| Excerpt to read |
##############################

Self Forcing

Bridging the Train-Test Gap in Autoregressive Video Diffusion

Xun Huang¹ · Zhengqi Li¹ · Guande He² · Mingyuan Zhou² · Eli Shechtman¹
¹Adobe Research ²UT Austin

Paper | Website | Models (HuggingFace)

This repository extends the paper's implementation with new demo features (endless generation, synchronized cache purge strength, and a generator class refactor). For a practical overview and motivation, see my blog post: Self-Forcing: Making AI Video Generation Endless.

Self Forcing trains autoregressive video diffusion models by simulating the inference process during training, performing autoregressive rollout with KV caching. It resolves the train-test distribution mismatch and enables real-time, streaming video generation on a single RTX 4090 while matching the quality of state-of-the-art diffusion models.

demo.mp4

Requirements

We tested this repo on the following setup:

Nvidia GPU with at least 24 GB memory (RTX 4090, A100, and H100 are tested).
Linux operating system.
64 GB RAM.

Other hardware setup could also work but hasn't been tested.

Installation

Create a conda environment and install dependencies:

conda create -n self_forcing python=3.10 -y
conda activate self_forcing
pip install -r requirements.txt
pip install flash-attn --no-build-isolation
python setup.py develop

Quick Start

Download checkpoints

huggingface-cli download Wan-AI/Wan2.1-T2V-1.3B --local-dir-use-symlinks False --local-dir wan_models/Wan2.1-T2V-1.3B
huggingface-cli download gdhe17/Self-Forcing checkpoints/self_forcing_dmd.pt --local-dir .

GUI demo

python server.py

New Additions

I added several features and refactors to make the demo more powerful and interactive, inspired by real-time experimentation and explained in detail in the blog post: Self-Forcing: Making AI Video Generation Endless.

Endless Generation

What: Continuous, theoretically unbounded video generation. The model now rolls forward block-by-block using a noise buffer and a rolling KV cache, rather than stopping after a fixed number of frames (the blog post discusses the historical 81-frame limit and how to go beyond it).

##############################

| Extracted records |

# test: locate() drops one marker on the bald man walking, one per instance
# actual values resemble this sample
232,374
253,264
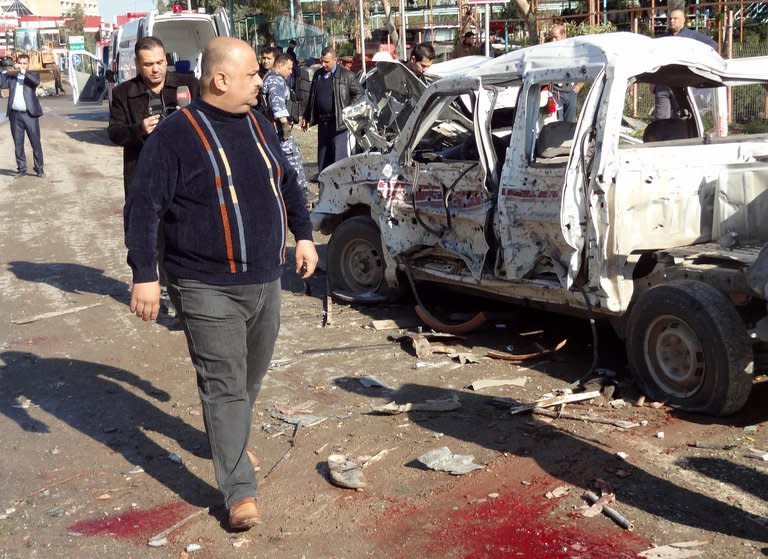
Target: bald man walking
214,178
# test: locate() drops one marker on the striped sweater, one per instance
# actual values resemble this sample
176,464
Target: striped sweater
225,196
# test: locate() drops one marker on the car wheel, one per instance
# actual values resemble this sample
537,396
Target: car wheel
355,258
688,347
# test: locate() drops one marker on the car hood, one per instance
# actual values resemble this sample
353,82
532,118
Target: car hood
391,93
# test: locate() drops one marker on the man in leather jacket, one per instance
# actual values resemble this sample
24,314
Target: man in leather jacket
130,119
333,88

##############################

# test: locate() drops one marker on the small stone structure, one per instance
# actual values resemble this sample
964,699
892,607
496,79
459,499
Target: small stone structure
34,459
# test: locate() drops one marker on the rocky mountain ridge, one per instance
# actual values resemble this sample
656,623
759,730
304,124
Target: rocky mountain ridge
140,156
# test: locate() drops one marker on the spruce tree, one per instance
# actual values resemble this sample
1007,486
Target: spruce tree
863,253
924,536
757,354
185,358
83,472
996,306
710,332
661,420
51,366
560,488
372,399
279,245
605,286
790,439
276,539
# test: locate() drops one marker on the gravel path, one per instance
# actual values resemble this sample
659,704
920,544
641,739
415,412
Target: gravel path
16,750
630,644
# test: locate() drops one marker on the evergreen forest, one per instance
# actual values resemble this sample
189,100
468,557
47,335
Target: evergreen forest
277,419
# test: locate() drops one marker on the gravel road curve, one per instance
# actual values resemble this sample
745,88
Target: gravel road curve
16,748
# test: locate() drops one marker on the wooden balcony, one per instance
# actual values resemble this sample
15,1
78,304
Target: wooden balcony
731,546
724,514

##############################

| Required actions |
[1] Output the passage of the Self Forcing page from "Self Forcing trains" to "H100 are tested).", copied word for word.
[2] Decide whether each statement agrees with the Self Forcing page, and answer yes or no with the deciding words from it quoted exactly: (a) The repository was tested on a Linux operating system. (b) The RTX 3090 is among the tested GPUs. (c) Endless generation stops after a fixed number of frames.

| Results by task |
[1]
Self Forcing trains autoregressive video diffusion models by simulating the inference process during training, performing autoregressive rollout with KV caching. It resolves the train-test distribution mismatch and enables real-time, streaming video generation on a single RTX 4090 while matching the quality of state-of-the-art diffusion models.

demo.mp4

Requirements

We tested this repo on the following setup:

Nvidia GPU with at least 24 GB memory (RTX 4090, A100, and H100 are tested).

[2]
(a) Yes: "Linux operating system."
(b) No: "(RTX 4090, A100, and H100 are tested)"
(c) No: "rather than stopping after a fixed number of frames"